**** MATERIAL ****

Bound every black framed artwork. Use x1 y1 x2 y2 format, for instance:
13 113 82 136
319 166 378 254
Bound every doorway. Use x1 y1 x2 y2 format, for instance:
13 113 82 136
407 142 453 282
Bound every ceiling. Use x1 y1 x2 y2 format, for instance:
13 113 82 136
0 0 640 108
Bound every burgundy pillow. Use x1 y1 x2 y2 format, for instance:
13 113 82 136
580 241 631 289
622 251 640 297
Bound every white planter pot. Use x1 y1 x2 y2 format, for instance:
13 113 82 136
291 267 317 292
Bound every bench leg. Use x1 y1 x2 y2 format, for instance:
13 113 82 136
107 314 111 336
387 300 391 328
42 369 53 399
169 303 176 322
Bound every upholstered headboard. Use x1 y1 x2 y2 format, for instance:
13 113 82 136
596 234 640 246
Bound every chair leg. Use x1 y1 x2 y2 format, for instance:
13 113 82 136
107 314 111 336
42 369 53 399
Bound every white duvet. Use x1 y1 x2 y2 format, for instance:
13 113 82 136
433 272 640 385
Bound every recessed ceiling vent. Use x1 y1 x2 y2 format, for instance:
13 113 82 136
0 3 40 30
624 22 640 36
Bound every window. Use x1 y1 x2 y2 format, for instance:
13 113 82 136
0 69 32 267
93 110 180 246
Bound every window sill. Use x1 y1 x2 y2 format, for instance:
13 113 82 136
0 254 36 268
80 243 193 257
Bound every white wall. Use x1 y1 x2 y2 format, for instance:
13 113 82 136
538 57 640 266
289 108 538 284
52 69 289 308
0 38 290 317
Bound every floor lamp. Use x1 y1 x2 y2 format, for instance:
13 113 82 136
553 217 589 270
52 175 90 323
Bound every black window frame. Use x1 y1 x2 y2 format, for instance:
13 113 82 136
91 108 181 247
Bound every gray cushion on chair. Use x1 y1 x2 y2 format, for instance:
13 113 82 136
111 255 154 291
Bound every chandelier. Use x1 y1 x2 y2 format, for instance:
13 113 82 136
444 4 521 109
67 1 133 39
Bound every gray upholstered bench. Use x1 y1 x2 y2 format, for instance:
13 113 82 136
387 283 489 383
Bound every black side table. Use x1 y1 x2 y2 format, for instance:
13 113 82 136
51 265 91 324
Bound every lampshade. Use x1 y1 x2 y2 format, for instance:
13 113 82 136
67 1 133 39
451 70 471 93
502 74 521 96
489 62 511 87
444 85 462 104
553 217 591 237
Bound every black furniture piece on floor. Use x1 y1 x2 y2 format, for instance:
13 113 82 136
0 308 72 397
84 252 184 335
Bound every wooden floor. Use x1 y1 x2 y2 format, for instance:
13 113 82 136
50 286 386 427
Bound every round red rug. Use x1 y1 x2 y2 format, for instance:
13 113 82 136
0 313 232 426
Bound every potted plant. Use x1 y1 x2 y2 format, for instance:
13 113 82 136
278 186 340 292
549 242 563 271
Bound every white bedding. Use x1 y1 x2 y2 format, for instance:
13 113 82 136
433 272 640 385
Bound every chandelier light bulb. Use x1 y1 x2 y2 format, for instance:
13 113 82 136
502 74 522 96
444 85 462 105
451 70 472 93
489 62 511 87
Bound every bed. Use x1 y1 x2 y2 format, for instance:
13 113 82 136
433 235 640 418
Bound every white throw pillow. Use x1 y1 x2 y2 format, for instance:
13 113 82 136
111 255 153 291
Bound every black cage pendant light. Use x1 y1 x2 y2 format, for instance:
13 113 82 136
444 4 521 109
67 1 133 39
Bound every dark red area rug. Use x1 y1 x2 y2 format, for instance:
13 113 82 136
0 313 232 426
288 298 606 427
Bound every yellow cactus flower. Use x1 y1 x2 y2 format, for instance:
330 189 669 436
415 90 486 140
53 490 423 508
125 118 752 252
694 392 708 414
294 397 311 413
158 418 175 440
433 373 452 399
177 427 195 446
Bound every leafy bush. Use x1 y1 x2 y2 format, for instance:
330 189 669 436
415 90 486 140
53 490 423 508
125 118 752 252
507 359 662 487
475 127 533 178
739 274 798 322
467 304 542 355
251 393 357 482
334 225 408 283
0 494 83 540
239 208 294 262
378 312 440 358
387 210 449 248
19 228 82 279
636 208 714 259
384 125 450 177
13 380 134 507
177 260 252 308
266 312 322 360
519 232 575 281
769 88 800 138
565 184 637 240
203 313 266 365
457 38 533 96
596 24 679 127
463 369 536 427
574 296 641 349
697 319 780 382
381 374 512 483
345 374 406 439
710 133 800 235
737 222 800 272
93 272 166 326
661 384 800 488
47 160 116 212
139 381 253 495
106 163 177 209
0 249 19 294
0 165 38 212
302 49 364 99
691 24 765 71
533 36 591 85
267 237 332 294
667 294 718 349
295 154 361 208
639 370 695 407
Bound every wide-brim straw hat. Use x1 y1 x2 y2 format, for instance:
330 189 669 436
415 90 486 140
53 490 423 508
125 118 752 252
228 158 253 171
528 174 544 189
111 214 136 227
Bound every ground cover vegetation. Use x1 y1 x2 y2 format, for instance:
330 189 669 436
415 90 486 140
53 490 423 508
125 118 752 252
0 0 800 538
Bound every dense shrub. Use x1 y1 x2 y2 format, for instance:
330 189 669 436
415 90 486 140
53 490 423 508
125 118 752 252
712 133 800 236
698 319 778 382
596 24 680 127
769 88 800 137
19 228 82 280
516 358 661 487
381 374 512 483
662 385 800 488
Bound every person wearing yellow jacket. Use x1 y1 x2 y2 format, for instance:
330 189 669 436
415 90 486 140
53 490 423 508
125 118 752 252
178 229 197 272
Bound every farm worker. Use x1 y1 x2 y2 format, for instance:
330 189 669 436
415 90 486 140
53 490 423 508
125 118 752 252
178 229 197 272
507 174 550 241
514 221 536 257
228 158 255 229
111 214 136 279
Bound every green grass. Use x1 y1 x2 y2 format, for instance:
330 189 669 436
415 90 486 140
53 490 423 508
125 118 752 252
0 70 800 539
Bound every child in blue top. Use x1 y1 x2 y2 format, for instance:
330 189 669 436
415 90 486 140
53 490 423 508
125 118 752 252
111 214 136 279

****

_STATED TASK_
Swap "Bound every" for "Draw a box around every" everywhere in the material above, and write it out again with nothing else changed.

_THE REPLY_
Draw a box around every black framed artwork. Use x1 y1 x2 y2 format, for instance:
13 113 82 136
319 166 378 254
Draw a box around every doorway. Use x1 y1 x2 y2 format, for instance:
13 113 82 136
407 142 453 282
Draw a box around every ceiling. Use x1 y1 x2 y2 format, for instance:
13 113 82 136
0 0 640 108
Draw a box around every burgundy pillow. Use x1 y1 x2 y2 format, for instance:
13 113 82 136
580 241 631 289
622 251 640 297
Draw a box around every white planter pot. Use x1 y1 x2 y2 format, for instance:
13 113 82 136
291 267 317 292
Draw a box around every bench leg. Use x1 y1 x2 y2 format, for instance:
13 113 82 136
107 314 111 336
387 300 391 328
42 369 53 399
169 303 176 322
Draw a box around every upholstered headboard. Use x1 y1 x2 y2 format, for instance:
13 113 82 136
596 234 640 246
Draw a box around every chair leg. Use x1 y1 x2 y2 format, for instance:
13 113 82 136
107 314 111 336
42 369 53 399
Draw a box around every white duvet. Use x1 y1 x2 y2 format, for instance:
13 113 82 136
433 272 640 385
Draw a box around every recessed ceiling vent. Use x1 y1 x2 y2 format, for instance:
13 113 82 136
0 3 40 30
624 22 640 36
Draw a box around every window. Use x1 y1 x2 y2 format, for instance:
13 113 82 136
0 69 32 267
93 110 180 246
Draw a box around every window sill. Use x1 y1 x2 y2 format, for instance:
13 113 82 136
0 254 36 268
80 243 193 257
Draw a box around every white wall. Use x1 y1 x2 y2 format, for instance:
13 113 82 136
538 57 640 266
289 108 538 284
52 69 289 308
0 38 290 317
Draw a box around every floor lamp. Use x1 y1 x2 y2 format, for instance:
13 113 82 136
553 217 589 270
52 175 90 323
Draw a box around every black window frame. Use x1 y1 x2 y2 format, for instance:
13 113 82 136
91 108 181 247
Draw a box around every gray cushion on chair. Use x1 y1 x2 y2 format, for instance:
13 113 82 136
111 255 154 291
Draw a box around every chandelier. Use x1 y1 x2 y2 format, for instance:
13 113 82 136
444 4 521 109
67 1 133 39
Draw a box around every gray upholstered bench. Use x1 y1 x2 y2 format, for instance:
13 113 82 136
387 283 489 383
Draw a box around every black side table. Use x1 y1 x2 y2 format, for instance:
13 113 82 136
51 265 91 324
Draw a box around every lampshade. Use x1 y1 x2 y2 format, for instance:
13 113 82 136
67 1 133 39
451 70 471 93
502 74 521 96
489 62 511 87
444 85 462 104
553 217 591 237
Draw a box around every black furniture piece on floor. Use x1 y1 x2 y2 format, for instance:
13 113 82 136
0 308 72 397
84 252 184 335
Draw a box around every wooden floor. Use x1 y1 x2 y2 format, for instance:
13 113 82 136
50 286 386 427
Draw a box around every round red rug. Use x1 y1 x2 y2 format, for instance:
13 113 82 136
0 313 232 426
Draw a box around every potted plant. Use x1 y1 x2 y2 format, for instance:
13 113 82 136
278 186 340 292
549 242 563 271
Draw a box around every white bedding. Use x1 y1 x2 y2 format, for instance:
13 113 82 136
433 272 640 385
Draw a box around every chandelier light bulb. Use x1 y1 x2 y2 format, for instance:
13 113 82 136
502 74 522 96
444 85 462 105
451 70 472 93
489 62 511 87
Draw a box around every bed. Use x1 y1 x2 y2 format, for instance:
13 113 82 136
433 235 640 418
Draw a box around every white throw pillow. Use x1 y1 x2 y2 format, for instance:
13 113 82 136
111 255 153 291
Draw a box around every black cage pendant light. Use x1 y1 x2 y2 format, for instance:
13 113 82 136
444 4 521 109
67 1 133 39
Draw a box around every dark red area rug. Use x1 y1 x2 y2 format, for instance:
13 113 82 136
0 313 232 426
288 298 606 427
Draw a box around every yellow cactus flower. Use x1 y1 x2 y2 format, for instance:
330 189 669 436
415 90 486 140
53 490 423 508
125 118 752 252
694 392 708 414
294 397 311 413
158 418 175 440
433 373 452 399
177 427 195 446
Draw a box around every leafy bush. Use x1 y1 x2 y2 format, for instance:
330 189 669 436
415 90 486 140
53 490 423 508
125 118 752 252
507 359 662 487
475 127 533 178
739 274 798 322
467 304 542 355
251 393 357 482
334 225 408 283
0 494 83 540
239 208 294 262
378 312 440 358
387 210 449 248
19 228 82 279
636 208 714 259
384 125 450 177
13 380 134 507
177 260 252 308
266 312 322 360
519 232 575 281
769 88 800 138
565 184 637 240
203 313 266 365
457 38 533 96
596 24 679 127
463 369 536 427
574 296 641 349
697 319 780 382
381 374 512 483
345 374 406 439
710 133 800 235
737 222 800 272
93 272 166 326
661 384 800 488
47 160 116 212
139 381 253 495
106 163 177 209
0 249 19 294
0 165 38 212
302 49 364 99
691 24 765 71
533 36 591 85
267 237 332 294
667 294 718 349
295 154 361 208
639 370 695 407
Draw a box around every wide-brim straw hat. Use x1 y1 x2 y2 format, for instance:
330 189 669 436
415 90 486 140
53 490 423 508
125 118 752 252
228 158 253 171
528 174 544 189
111 214 136 227
Draw a box around every ground cover vegetation. Use x1 y1 x2 y2 format, for instance:
330 189 669 436
415 90 486 140
53 490 423 508
125 118 752 252
0 0 800 538
Draw a box around every dense shrub. Use x1 y1 x2 y2 format, for instance:
330 189 669 436
415 90 486 140
53 490 423 508
125 118 752 252
712 133 800 236
698 319 778 382
596 24 680 127
769 88 800 137
19 228 82 280
516 358 661 487
381 374 512 483
662 385 800 488
Draw a box around every person wearing yellow jacket. Use x1 y1 x2 y2 format, for instance:
330 189 669 436
415 90 486 140
53 490 423 508
125 118 752 252
178 229 197 272
Draw a box around every farm worker. Use x1 y1 x2 y2 format, for instance:
330 189 669 436
415 90 486 140
53 490 423 508
125 118 752 252
178 229 197 272
507 174 550 241
514 221 536 257
228 158 255 229
111 214 136 279
Draw a box around every green grass. Use x1 y1 x2 y2 format, for instance:
330 189 669 436
415 90 486 140
53 490 423 508
125 118 752 252
0 70 800 539
Draw a box around every child in blue top. Use x1 y1 x2 y2 format, for instance:
330 189 669 436
415 90 486 140
53 490 423 508
125 118 752 252
111 214 136 279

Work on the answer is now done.